> Task statement:
From the records, return each line that has the word "below" in it.

> Record set:
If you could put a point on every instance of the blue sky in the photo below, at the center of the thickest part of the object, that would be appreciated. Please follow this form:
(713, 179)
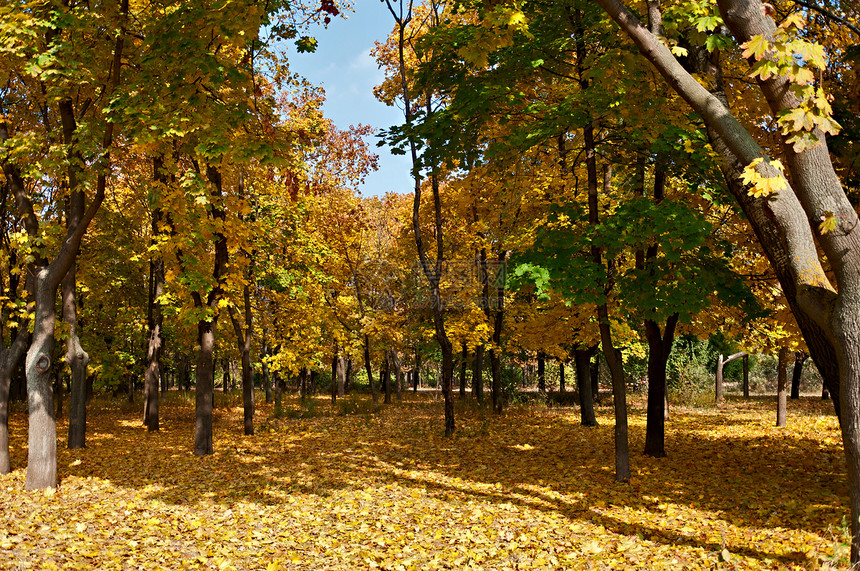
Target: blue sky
(343, 66)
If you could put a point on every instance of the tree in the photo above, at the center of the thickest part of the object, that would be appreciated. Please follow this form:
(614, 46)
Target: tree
(814, 203)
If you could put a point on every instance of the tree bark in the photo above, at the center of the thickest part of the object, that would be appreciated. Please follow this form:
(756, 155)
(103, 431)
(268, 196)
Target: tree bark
(478, 374)
(498, 322)
(722, 362)
(367, 367)
(386, 377)
(541, 372)
(205, 388)
(463, 367)
(9, 359)
(155, 320)
(335, 360)
(797, 371)
(610, 353)
(244, 337)
(659, 349)
(561, 387)
(77, 360)
(781, 383)
(582, 362)
(341, 376)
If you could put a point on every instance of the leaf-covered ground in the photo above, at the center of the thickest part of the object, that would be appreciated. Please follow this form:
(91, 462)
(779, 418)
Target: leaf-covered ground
(320, 489)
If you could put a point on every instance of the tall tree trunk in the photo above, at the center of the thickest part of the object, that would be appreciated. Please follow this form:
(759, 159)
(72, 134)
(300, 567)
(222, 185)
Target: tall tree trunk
(335, 360)
(594, 366)
(42, 440)
(398, 373)
(659, 348)
(367, 367)
(718, 377)
(561, 387)
(797, 371)
(9, 359)
(77, 360)
(205, 388)
(155, 344)
(341, 376)
(718, 380)
(463, 367)
(498, 322)
(582, 361)
(541, 372)
(416, 374)
(610, 353)
(386, 377)
(244, 338)
(478, 374)
(781, 383)
(267, 377)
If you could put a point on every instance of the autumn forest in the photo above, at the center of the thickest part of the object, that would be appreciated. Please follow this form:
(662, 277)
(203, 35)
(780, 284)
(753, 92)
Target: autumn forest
(613, 323)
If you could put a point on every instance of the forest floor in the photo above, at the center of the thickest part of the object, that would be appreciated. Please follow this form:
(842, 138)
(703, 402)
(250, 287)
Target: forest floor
(353, 487)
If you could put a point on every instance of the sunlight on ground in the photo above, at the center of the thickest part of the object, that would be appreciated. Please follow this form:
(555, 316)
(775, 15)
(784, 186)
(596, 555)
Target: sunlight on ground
(529, 490)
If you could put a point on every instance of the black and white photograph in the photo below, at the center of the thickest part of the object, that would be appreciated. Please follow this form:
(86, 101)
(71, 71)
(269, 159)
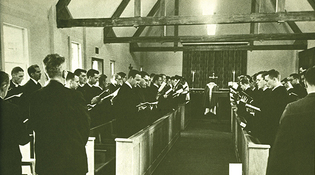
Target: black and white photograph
(157, 87)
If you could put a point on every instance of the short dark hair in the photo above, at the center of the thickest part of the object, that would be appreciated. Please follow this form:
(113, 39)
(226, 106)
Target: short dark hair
(77, 72)
(92, 72)
(102, 78)
(32, 69)
(143, 74)
(262, 73)
(70, 76)
(16, 70)
(4, 78)
(310, 76)
(244, 80)
(273, 74)
(122, 74)
(52, 64)
(295, 76)
(132, 73)
(156, 78)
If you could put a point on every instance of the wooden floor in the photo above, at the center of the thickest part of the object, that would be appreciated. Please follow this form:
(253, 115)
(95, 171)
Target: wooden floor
(205, 148)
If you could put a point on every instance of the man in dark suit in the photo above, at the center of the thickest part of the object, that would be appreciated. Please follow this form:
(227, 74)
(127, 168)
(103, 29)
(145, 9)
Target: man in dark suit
(294, 149)
(59, 117)
(30, 87)
(90, 91)
(81, 73)
(153, 89)
(125, 106)
(297, 89)
(15, 87)
(270, 116)
(12, 131)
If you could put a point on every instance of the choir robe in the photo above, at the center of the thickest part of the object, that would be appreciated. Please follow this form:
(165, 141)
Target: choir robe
(271, 113)
(126, 112)
(60, 119)
(13, 133)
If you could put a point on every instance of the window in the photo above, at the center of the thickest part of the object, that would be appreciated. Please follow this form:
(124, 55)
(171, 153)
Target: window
(76, 56)
(208, 8)
(98, 64)
(15, 43)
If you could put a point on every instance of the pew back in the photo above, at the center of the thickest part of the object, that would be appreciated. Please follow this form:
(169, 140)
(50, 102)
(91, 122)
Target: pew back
(248, 150)
(141, 153)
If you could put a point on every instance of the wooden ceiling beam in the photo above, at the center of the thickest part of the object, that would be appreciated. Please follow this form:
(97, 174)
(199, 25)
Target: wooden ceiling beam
(108, 31)
(312, 3)
(190, 20)
(216, 38)
(248, 47)
(218, 48)
(152, 12)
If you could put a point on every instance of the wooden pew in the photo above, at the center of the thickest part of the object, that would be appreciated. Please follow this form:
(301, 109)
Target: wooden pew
(104, 147)
(248, 150)
(142, 152)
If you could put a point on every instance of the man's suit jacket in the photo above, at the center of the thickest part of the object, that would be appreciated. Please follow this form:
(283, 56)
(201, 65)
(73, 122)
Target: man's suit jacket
(28, 89)
(293, 150)
(60, 119)
(152, 93)
(126, 111)
(12, 133)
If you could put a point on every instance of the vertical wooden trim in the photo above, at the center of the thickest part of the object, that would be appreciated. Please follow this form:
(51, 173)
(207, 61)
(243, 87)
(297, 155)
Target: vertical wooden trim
(137, 8)
(280, 4)
(162, 13)
(176, 13)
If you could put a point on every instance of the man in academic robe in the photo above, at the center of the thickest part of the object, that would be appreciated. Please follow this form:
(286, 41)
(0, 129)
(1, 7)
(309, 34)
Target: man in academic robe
(270, 116)
(30, 87)
(15, 87)
(294, 149)
(209, 102)
(60, 120)
(12, 130)
(125, 104)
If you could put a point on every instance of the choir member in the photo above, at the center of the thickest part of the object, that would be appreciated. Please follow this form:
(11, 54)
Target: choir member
(59, 118)
(298, 89)
(293, 151)
(13, 132)
(81, 73)
(125, 105)
(15, 87)
(72, 81)
(278, 100)
(90, 91)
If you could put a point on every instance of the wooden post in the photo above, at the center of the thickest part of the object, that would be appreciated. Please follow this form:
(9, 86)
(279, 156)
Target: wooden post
(137, 8)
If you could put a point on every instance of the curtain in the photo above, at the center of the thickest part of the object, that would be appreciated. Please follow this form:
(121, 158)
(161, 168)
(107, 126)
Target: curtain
(199, 65)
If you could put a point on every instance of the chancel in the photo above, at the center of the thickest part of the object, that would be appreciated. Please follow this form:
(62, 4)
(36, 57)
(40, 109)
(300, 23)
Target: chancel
(154, 87)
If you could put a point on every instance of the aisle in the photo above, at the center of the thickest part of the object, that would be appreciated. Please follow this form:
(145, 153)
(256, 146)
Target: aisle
(205, 148)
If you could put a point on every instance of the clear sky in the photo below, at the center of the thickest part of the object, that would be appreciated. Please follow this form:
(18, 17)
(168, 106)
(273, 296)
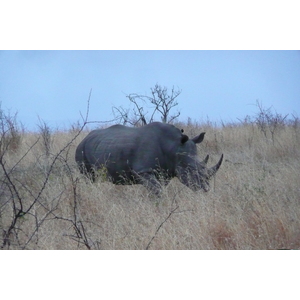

> Solution to the problem:
If you could put a point on every instance of the blue sky in the photo below, at the center of the thickest part of the object, that would be appreciated. Please follow this form:
If you could put a point on every instance of the black and white photograph in the photo below, at the center of the thickest part of the object, that would be appreciated. Please follow this form:
If you could put a point on every instance of the clear sky in the photo below, at the center of the thickest part of the object, that would be appreciated. Please follow this form:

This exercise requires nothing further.